> RAW DATA
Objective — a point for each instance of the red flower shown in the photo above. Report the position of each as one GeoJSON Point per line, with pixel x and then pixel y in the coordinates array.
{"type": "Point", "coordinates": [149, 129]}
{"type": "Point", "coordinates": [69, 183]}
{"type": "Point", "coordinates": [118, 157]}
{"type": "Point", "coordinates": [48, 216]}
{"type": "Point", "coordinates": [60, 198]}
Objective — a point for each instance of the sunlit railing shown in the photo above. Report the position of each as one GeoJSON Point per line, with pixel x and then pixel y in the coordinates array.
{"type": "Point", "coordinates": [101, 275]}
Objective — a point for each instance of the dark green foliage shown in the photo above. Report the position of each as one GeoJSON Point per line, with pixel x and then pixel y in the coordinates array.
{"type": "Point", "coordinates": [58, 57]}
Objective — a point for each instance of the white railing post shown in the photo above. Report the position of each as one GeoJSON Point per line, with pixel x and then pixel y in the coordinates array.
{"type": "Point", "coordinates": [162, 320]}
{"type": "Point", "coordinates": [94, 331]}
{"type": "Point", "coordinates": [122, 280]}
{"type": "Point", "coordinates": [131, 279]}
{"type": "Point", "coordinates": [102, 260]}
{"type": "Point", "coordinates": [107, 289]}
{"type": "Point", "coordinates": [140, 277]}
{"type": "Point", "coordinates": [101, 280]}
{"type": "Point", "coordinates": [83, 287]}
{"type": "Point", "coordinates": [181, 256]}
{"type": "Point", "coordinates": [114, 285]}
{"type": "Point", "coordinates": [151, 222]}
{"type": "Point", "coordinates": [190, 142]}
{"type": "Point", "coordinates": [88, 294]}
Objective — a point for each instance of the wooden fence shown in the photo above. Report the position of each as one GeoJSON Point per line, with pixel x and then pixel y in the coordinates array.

> EXERCISE PROMPT
Copy the material again from the line that contains "Objective — a point for each instance of the white" through the end of the material, keeping every request line unchanged. In each point, add 50 to both pixel coordinates.

> TASK ANSWER
Objective — a point for each instance of the white railing post shown in the photo above. Report the position of each as one GeoJSON Point per line, with pixel x and then pixel y in the coordinates array.
{"type": "Point", "coordinates": [212, 370]}
{"type": "Point", "coordinates": [144, 381]}
{"type": "Point", "coordinates": [172, 330]}
{"type": "Point", "coordinates": [181, 329]}
{"type": "Point", "coordinates": [152, 310]}
{"type": "Point", "coordinates": [157, 339]}
{"type": "Point", "coordinates": [190, 327]}
{"type": "Point", "coordinates": [151, 330]}
{"type": "Point", "coordinates": [133, 337]}
{"type": "Point", "coordinates": [231, 306]}
{"type": "Point", "coordinates": [164, 335]}
{"type": "Point", "coordinates": [201, 272]}
{"type": "Point", "coordinates": [240, 192]}
{"type": "Point", "coordinates": [138, 344]}
Objective — a point for each instance of the wooden fence shown in the photo above. Report the position of each as one GeoJSON Point per line, with pixel x and then pixel y in the coordinates array.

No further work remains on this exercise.